#### [About this task]
Starting from the line that holds "Target: yellow paintwork", print each remaining line of the entries exactly, ending with the last.
** Supplied entries follows **
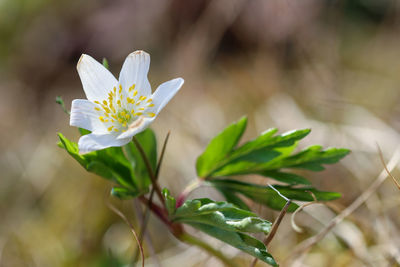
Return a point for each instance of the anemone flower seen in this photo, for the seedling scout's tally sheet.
(115, 110)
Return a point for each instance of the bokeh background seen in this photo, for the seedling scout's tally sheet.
(330, 65)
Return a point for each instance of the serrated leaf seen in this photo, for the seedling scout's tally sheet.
(265, 150)
(241, 241)
(234, 199)
(170, 202)
(286, 177)
(219, 148)
(124, 193)
(313, 158)
(227, 223)
(222, 215)
(268, 197)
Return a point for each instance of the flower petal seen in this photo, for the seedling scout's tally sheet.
(92, 142)
(165, 92)
(134, 71)
(84, 115)
(97, 81)
(136, 127)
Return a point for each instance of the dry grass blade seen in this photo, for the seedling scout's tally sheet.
(295, 227)
(386, 169)
(123, 217)
(307, 244)
(276, 223)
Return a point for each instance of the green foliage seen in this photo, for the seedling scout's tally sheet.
(219, 147)
(269, 155)
(267, 196)
(265, 155)
(227, 223)
(148, 141)
(128, 172)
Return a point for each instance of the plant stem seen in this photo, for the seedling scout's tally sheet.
(188, 189)
(149, 170)
(185, 237)
(146, 215)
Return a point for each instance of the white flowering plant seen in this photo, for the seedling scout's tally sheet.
(117, 144)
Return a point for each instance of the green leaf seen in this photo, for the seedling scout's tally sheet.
(219, 148)
(268, 197)
(234, 199)
(289, 178)
(241, 241)
(123, 193)
(227, 223)
(148, 141)
(312, 158)
(170, 201)
(222, 215)
(108, 163)
(253, 156)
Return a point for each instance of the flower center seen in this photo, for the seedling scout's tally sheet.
(123, 107)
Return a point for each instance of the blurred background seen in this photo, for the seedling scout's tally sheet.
(330, 65)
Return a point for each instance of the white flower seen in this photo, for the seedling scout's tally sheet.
(117, 110)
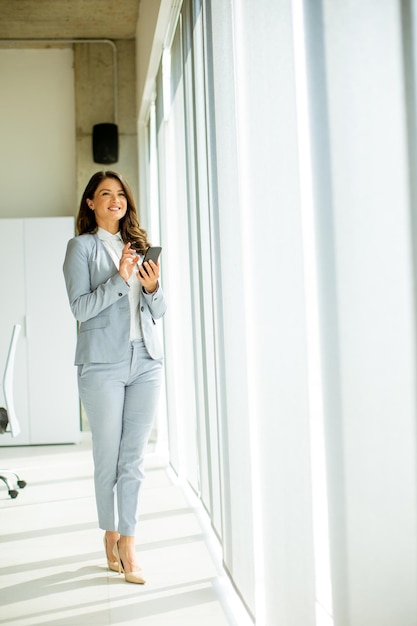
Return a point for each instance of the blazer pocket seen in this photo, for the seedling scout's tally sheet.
(95, 322)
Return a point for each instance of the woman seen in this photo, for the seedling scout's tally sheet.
(118, 353)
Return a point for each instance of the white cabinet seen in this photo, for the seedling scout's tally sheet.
(33, 294)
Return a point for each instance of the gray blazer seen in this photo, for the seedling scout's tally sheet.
(98, 299)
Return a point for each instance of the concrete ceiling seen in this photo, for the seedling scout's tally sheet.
(68, 19)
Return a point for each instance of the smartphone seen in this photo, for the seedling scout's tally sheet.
(152, 254)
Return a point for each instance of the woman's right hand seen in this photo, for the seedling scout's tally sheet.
(127, 262)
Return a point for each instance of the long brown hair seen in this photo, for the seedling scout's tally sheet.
(130, 229)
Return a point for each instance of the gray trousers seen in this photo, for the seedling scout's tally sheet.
(120, 400)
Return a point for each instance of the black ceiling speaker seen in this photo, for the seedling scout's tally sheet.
(105, 143)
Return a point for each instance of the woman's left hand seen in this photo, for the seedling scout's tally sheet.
(148, 275)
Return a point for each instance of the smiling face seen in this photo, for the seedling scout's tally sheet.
(109, 204)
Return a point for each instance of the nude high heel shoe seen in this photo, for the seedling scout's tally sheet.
(112, 565)
(130, 577)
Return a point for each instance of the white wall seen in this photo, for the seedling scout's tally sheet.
(375, 301)
(37, 130)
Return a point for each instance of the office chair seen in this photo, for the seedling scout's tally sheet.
(8, 419)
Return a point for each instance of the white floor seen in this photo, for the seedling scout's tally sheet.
(52, 565)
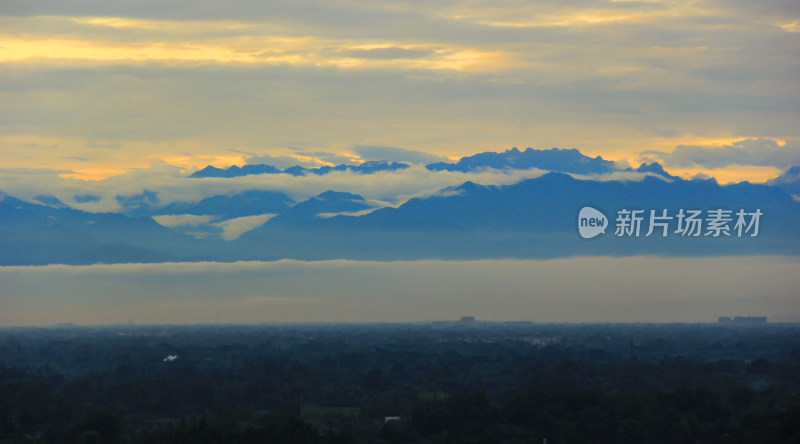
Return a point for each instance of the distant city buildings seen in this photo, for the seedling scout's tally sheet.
(742, 320)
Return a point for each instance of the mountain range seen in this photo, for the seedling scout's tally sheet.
(532, 218)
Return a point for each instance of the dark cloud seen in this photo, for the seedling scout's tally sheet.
(755, 152)
(393, 154)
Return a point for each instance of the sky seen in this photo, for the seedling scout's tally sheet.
(96, 89)
(104, 98)
(581, 289)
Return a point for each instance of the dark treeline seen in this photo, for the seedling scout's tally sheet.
(441, 383)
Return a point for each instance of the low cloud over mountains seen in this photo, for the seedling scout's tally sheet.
(526, 217)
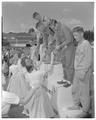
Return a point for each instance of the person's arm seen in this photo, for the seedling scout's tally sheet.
(28, 97)
(85, 62)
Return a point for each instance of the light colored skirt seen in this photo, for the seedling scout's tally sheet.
(8, 99)
(39, 105)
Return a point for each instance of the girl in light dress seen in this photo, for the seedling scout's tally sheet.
(17, 83)
(37, 103)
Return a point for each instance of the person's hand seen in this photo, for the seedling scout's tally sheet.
(57, 47)
(21, 101)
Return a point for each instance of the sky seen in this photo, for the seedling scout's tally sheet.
(17, 16)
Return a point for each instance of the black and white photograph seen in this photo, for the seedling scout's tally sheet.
(47, 59)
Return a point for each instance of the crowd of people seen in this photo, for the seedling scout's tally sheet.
(60, 57)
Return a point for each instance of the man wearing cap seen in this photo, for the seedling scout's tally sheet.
(66, 49)
(83, 71)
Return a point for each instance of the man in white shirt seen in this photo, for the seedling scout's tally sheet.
(83, 71)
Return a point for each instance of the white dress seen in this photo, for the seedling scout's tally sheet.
(39, 105)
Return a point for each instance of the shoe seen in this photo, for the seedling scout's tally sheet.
(74, 107)
(67, 84)
(61, 82)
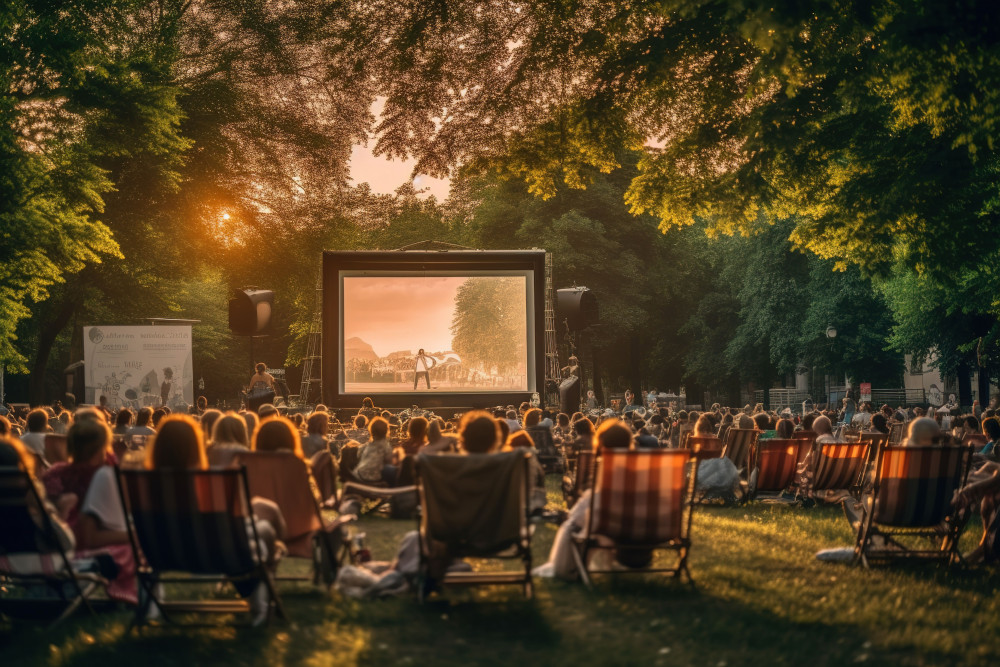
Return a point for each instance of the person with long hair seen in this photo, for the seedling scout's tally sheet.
(179, 445)
(276, 435)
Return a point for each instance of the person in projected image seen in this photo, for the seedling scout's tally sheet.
(423, 364)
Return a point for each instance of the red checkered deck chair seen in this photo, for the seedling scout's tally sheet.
(704, 447)
(775, 464)
(911, 498)
(31, 554)
(582, 478)
(644, 499)
(739, 445)
(840, 465)
(197, 523)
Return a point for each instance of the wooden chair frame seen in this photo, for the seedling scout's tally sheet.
(943, 534)
(149, 577)
(590, 539)
(83, 583)
(521, 550)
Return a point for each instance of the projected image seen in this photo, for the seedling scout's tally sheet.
(438, 334)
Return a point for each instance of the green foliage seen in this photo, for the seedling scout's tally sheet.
(872, 123)
(489, 327)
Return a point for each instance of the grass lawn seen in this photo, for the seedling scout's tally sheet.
(760, 598)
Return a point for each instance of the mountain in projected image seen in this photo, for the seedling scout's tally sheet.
(472, 331)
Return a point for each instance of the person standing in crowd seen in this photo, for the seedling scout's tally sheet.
(422, 365)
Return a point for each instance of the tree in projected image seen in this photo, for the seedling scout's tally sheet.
(488, 329)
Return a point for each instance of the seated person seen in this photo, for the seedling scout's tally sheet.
(478, 433)
(229, 438)
(991, 428)
(984, 489)
(416, 431)
(612, 434)
(316, 430)
(375, 458)
(439, 442)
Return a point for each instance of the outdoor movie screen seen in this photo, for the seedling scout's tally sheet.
(447, 332)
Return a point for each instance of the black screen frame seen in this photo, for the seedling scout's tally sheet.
(426, 261)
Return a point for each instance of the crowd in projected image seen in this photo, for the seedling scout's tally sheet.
(443, 333)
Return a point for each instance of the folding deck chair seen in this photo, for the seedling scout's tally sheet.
(474, 506)
(705, 447)
(644, 500)
(739, 445)
(840, 465)
(911, 498)
(31, 554)
(284, 478)
(195, 522)
(775, 464)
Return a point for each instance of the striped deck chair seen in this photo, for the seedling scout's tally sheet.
(704, 447)
(897, 431)
(474, 506)
(840, 465)
(582, 479)
(31, 554)
(284, 478)
(911, 498)
(775, 464)
(739, 445)
(643, 501)
(198, 523)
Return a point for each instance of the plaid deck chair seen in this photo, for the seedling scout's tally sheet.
(840, 465)
(739, 445)
(284, 478)
(196, 522)
(474, 506)
(911, 497)
(31, 555)
(775, 464)
(581, 479)
(643, 501)
(705, 447)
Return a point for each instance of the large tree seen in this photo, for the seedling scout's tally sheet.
(874, 122)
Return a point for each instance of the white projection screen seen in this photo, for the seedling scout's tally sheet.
(441, 332)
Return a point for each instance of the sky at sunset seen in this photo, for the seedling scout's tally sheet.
(383, 175)
(400, 313)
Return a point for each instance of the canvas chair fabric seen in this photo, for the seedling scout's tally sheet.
(911, 496)
(284, 478)
(31, 552)
(197, 522)
(190, 520)
(839, 465)
(739, 445)
(642, 502)
(777, 462)
(474, 504)
(640, 496)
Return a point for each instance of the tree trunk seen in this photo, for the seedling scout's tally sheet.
(49, 331)
(964, 387)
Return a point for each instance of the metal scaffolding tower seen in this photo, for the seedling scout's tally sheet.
(312, 363)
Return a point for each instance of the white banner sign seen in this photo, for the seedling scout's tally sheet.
(138, 366)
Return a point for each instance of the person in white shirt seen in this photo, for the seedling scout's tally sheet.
(423, 364)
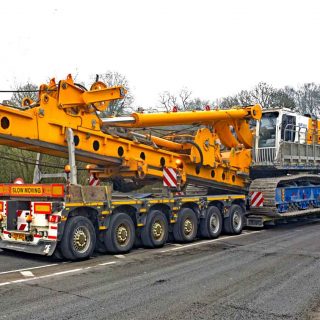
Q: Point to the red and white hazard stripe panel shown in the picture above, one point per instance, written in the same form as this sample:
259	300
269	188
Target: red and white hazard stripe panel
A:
256	199
22	224
93	180
170	177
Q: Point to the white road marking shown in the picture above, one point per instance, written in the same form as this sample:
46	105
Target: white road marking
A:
40	277
55	274
27	273
209	241
25	269
106	263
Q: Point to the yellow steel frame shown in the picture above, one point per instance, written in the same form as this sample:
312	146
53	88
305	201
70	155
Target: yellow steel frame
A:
43	129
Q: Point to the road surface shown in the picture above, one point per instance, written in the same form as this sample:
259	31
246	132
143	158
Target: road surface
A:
261	274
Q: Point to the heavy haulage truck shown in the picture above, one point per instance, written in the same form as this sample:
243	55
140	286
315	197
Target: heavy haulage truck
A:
246	173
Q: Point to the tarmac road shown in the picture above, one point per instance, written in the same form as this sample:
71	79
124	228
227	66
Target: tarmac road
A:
267	274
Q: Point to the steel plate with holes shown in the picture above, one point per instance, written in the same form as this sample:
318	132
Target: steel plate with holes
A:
18	236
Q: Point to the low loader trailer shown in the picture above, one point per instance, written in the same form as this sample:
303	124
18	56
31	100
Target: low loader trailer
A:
72	221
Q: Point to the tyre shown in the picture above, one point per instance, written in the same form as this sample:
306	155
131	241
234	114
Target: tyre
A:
79	239
211	226
234	223
120	235
185	229
57	254
155	232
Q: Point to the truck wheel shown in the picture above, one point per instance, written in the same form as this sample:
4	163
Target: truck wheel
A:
234	223
57	254
211	226
185	229
120	235
79	239
155	233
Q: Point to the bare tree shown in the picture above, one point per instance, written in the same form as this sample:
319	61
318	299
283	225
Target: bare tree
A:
182	101
117	107
28	90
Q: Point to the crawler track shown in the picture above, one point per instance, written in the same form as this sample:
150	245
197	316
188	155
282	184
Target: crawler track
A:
268	188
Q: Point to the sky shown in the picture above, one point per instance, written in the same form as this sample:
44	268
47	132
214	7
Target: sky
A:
213	48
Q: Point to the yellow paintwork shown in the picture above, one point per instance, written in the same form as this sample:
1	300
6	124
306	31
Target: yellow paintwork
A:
43	129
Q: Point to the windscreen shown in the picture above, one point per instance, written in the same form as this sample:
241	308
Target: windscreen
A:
267	131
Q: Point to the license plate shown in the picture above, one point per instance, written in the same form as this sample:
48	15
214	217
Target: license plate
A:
18	236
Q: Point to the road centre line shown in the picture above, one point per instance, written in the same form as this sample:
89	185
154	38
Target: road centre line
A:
27	273
26	269
55	274
107	263
209	241
40	277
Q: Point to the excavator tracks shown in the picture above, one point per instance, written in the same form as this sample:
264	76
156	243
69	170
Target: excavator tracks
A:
270	207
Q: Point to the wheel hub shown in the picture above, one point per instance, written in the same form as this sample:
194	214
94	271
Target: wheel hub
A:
157	230
236	220
122	234
188	226
80	239
214	222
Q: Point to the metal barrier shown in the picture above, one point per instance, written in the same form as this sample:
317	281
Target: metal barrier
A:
298	147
** End of Supplied entries **
#### [The answer]
Target: yellow paintwork
A:
43	129
Q: Point to the windscreen shown in the picture above, one point per instance, written in the same form as this sample:
241	308
Target: windscreen
A:
267	131
Q: Point to the license plate shown in the picture above, one point per instance, written in the same form as this sample:
48	15
214	217
Target: license plate
A:
18	236
Q: Point to the road centre line shown in the picture above, one point per instance, written in the same form as this sample:
89	185
154	38
Target: road centre line
A:
27	273
26	269
55	274
107	263
209	241
40	277
Q: Point to the excavator tracks shown in the picture above, one point per instance, written in the same form as this sample:
264	76
156	243
69	170
Target: excavator tracks
A:
270	207
Q: Point to the wheel hub shown in the picture above, one point per instance, written in the same form as this sample:
194	214
94	271
Target: wheel hub
A:
157	230
236	220
122	234
188	226
80	239
214	222
Q: Point to the metal barrier shown in the picture above, one point per instance, written in the same form as this sample:
317	281
Target: metal barrier
A:
298	147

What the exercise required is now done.